What you should do:
Quote the records word for word from the line with "- **Object to find**: coach's ear" through to the end of the records.

Records provided:

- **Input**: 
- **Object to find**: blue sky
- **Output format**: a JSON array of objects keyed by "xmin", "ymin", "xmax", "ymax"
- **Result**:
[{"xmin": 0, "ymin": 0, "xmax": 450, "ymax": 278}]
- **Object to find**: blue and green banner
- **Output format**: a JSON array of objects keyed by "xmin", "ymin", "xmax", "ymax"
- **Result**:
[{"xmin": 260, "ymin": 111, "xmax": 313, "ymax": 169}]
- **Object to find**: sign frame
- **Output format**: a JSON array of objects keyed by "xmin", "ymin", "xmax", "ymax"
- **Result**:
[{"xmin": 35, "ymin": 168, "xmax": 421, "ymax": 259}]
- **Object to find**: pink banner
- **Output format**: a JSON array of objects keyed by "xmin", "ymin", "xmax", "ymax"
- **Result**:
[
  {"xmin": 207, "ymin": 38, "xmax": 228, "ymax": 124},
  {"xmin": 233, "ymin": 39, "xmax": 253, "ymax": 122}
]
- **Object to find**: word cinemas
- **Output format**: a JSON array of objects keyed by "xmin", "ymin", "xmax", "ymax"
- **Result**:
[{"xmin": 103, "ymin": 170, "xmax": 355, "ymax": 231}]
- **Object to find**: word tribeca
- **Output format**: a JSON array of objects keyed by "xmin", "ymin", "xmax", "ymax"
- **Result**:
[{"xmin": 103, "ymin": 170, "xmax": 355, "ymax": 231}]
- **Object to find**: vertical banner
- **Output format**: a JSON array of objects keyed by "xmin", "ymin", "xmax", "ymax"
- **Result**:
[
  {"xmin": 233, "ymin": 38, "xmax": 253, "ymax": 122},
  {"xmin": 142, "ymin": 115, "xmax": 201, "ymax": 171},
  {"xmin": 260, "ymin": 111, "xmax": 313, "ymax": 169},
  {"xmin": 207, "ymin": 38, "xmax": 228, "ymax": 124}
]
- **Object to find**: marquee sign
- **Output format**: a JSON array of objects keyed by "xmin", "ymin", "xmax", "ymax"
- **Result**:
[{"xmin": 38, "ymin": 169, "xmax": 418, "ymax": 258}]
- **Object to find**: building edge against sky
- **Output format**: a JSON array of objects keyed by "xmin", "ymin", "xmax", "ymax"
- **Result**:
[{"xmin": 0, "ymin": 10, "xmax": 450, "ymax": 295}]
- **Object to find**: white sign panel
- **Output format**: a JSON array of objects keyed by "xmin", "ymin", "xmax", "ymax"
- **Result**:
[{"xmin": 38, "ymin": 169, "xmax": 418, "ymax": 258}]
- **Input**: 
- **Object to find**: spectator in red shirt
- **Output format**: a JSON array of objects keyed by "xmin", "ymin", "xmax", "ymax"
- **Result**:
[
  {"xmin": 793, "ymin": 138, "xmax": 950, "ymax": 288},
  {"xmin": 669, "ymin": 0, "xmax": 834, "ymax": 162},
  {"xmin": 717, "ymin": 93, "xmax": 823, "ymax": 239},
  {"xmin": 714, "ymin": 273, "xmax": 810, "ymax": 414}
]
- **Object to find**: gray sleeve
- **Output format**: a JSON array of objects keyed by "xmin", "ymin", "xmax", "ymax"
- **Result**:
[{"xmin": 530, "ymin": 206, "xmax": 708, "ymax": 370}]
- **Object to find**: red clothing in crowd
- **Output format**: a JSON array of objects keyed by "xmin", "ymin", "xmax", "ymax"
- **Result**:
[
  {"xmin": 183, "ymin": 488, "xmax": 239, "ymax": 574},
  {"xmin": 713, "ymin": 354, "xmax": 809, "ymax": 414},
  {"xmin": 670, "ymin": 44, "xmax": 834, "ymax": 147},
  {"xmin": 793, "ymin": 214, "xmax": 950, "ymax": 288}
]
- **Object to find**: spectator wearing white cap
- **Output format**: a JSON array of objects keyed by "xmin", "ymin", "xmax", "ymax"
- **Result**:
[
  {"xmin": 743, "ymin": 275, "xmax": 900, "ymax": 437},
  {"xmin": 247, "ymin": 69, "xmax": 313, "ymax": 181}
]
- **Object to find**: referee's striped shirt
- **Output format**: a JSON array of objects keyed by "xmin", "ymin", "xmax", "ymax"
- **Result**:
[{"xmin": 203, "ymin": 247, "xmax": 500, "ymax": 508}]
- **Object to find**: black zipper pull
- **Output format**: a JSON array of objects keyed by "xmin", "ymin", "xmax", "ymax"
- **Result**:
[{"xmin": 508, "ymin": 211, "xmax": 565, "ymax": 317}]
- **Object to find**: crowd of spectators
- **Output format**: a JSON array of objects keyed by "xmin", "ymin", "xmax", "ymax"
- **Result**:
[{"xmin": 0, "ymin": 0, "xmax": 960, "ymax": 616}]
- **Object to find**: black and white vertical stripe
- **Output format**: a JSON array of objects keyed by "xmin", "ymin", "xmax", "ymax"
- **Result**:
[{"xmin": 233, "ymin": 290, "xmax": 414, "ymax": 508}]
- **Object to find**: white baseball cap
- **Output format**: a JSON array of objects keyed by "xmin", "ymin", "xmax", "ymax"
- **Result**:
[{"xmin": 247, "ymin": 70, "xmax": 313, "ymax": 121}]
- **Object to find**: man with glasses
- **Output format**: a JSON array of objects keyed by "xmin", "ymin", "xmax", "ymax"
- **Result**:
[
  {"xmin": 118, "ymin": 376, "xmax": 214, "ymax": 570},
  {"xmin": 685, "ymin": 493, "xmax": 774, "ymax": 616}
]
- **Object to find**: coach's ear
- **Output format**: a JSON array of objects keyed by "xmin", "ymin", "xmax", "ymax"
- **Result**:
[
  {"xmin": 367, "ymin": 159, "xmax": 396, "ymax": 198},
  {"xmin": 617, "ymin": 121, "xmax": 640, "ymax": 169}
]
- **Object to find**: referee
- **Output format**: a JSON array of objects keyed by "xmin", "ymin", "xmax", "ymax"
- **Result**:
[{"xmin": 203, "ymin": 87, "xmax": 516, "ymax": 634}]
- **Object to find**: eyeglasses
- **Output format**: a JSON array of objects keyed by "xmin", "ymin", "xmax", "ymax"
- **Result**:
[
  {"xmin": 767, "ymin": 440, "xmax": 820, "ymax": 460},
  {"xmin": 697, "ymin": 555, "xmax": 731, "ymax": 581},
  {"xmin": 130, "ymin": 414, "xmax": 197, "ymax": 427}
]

Finished answer:
- **Object to find**: coach's ear
- **Output format**: a JSON array of objects keyed by "xmin", "ymin", "xmax", "ymax"
- **Result**:
[
  {"xmin": 367, "ymin": 159, "xmax": 396, "ymax": 198},
  {"xmin": 617, "ymin": 121, "xmax": 640, "ymax": 169}
]
- **Object to find**: referee
- **Output format**: a JSON array of objects keyed by "xmin", "ymin", "xmax", "ymax"
- **Result**:
[{"xmin": 203, "ymin": 87, "xmax": 516, "ymax": 634}]
- **Object to find**: eyeglasses
- **Output format**: a JSON array of objects keyed by "xmin", "ymin", "xmax", "ymax"
- **Result**:
[
  {"xmin": 767, "ymin": 440, "xmax": 820, "ymax": 460},
  {"xmin": 697, "ymin": 555, "xmax": 731, "ymax": 581},
  {"xmin": 130, "ymin": 414, "xmax": 197, "ymax": 427}
]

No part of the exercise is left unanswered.